▶ Task to carry out
Write out the lines starting at the one containing "point at the red flag" and ending at the one containing "<point>129,462</point>", replacing "blue barrel" with "metal barrel" and leaving everything else unchanged.

▶ Raw records
════════

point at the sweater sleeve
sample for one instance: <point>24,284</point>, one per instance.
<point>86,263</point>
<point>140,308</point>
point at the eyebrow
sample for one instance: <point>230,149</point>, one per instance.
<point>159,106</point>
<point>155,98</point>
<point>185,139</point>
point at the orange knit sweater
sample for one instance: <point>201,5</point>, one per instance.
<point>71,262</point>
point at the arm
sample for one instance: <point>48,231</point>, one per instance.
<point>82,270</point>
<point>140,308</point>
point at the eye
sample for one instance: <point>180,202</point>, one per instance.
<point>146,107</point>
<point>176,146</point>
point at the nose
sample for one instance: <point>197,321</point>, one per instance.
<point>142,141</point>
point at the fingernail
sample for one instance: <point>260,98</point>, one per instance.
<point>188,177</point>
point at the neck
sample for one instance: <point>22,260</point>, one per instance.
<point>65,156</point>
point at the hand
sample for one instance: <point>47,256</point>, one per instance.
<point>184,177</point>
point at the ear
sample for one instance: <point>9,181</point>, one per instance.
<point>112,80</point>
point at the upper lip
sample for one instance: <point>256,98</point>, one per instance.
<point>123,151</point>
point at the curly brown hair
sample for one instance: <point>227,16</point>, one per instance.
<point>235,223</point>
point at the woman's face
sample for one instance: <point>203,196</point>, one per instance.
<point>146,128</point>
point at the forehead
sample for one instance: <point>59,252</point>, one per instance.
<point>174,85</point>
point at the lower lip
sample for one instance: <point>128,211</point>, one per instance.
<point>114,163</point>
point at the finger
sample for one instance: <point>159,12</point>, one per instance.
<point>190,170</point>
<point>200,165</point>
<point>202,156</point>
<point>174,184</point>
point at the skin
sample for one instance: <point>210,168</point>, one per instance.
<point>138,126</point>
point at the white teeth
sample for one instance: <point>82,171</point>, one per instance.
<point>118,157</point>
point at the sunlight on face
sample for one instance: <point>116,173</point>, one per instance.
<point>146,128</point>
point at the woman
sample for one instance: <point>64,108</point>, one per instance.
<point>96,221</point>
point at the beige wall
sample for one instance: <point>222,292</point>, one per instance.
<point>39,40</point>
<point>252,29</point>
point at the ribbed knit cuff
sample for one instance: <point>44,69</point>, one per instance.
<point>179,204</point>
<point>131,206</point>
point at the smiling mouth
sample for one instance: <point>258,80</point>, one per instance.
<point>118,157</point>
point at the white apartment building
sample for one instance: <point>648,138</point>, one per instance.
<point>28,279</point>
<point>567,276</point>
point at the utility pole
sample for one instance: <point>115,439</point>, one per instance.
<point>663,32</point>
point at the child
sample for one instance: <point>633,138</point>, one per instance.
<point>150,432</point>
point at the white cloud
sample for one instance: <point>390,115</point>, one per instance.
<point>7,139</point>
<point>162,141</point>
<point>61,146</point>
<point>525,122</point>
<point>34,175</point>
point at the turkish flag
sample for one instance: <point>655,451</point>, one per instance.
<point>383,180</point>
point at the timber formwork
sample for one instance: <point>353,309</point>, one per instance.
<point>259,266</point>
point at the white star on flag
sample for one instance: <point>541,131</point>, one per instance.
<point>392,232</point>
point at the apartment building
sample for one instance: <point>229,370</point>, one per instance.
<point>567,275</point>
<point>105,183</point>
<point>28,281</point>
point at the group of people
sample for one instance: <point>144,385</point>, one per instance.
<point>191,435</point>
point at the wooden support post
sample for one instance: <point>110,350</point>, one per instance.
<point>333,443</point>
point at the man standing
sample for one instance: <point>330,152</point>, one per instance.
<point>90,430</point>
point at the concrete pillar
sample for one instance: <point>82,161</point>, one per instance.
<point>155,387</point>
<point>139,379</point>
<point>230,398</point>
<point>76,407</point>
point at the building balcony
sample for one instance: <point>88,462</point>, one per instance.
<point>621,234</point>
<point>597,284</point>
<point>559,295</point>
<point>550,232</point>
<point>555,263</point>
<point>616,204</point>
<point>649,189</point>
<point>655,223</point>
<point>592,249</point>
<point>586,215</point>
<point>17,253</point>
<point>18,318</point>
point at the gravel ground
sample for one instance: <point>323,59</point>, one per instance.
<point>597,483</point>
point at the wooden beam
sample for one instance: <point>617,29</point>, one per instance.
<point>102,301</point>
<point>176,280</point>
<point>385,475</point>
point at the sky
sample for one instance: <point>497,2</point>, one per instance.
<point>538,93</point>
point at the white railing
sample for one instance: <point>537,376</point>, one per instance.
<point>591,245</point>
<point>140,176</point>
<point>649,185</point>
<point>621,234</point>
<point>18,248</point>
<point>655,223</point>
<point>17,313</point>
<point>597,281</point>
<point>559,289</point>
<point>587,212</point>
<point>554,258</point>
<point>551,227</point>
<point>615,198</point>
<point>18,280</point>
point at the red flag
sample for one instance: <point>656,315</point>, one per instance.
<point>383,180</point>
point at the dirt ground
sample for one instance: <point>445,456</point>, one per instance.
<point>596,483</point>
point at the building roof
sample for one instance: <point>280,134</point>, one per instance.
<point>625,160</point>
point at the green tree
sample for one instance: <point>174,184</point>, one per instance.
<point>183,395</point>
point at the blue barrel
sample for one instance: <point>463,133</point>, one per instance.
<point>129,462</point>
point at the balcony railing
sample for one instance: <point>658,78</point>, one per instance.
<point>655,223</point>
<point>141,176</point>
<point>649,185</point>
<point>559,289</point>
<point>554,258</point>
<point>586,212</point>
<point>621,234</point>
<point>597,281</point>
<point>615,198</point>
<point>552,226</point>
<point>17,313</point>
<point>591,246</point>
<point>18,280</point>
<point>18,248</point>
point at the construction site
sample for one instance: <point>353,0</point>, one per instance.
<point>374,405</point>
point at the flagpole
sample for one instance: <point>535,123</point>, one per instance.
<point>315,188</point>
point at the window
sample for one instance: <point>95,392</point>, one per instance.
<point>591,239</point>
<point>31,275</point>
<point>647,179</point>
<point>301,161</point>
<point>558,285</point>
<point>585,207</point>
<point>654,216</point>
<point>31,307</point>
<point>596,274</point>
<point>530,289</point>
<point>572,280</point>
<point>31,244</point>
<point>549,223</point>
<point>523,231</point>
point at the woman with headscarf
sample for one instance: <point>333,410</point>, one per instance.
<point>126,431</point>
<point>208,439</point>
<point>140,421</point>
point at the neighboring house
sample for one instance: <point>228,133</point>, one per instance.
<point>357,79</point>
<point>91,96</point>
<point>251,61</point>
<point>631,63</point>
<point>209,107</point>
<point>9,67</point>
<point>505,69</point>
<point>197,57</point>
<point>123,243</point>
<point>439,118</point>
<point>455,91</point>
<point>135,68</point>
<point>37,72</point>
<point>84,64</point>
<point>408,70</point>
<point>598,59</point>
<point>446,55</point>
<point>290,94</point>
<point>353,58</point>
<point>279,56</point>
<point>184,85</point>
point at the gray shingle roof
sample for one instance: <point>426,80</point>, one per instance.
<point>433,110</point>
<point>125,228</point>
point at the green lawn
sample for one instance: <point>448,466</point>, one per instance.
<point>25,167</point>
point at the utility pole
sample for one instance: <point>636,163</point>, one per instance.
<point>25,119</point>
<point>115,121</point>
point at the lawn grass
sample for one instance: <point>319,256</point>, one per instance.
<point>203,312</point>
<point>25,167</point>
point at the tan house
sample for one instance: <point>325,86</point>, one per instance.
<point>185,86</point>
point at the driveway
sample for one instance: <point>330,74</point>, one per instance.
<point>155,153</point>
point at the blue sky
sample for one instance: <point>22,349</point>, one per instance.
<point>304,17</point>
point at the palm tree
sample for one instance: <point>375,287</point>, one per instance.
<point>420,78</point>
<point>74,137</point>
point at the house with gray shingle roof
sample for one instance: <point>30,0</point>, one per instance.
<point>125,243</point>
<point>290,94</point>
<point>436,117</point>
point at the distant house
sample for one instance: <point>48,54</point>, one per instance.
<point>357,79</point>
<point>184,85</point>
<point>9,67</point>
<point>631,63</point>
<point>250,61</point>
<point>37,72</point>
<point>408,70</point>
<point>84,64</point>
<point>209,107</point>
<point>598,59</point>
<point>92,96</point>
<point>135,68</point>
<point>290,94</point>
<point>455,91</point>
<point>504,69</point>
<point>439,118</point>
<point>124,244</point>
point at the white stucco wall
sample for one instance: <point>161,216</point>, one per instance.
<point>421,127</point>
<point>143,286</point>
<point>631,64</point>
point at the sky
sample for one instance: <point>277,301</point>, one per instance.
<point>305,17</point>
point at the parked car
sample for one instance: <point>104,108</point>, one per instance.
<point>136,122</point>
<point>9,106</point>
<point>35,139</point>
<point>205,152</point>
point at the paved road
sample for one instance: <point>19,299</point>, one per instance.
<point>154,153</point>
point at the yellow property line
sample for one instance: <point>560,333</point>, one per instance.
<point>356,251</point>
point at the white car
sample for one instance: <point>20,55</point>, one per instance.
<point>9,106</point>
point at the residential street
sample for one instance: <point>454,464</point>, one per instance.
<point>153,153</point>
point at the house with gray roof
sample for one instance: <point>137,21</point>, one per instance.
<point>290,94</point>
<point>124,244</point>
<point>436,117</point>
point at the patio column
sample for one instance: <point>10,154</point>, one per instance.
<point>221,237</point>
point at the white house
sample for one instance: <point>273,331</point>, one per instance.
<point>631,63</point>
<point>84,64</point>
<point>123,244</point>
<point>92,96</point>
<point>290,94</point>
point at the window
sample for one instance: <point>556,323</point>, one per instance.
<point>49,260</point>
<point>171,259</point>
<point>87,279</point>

════════

▶ The response
point at the red flag
sample for one instance: <point>656,315</point>, one per instance.
<point>383,180</point>
point at the dirt ground
sample for one instance: <point>445,456</point>, one per instance.
<point>596,483</point>
point at the building roof
sample for one instance: <point>280,134</point>, one per instance.
<point>625,160</point>
point at the green tree
sample for one instance: <point>174,184</point>, one per instance.
<point>183,395</point>
point at the metal barrel
sample for one instance: <point>463,133</point>, one per instance.
<point>129,462</point>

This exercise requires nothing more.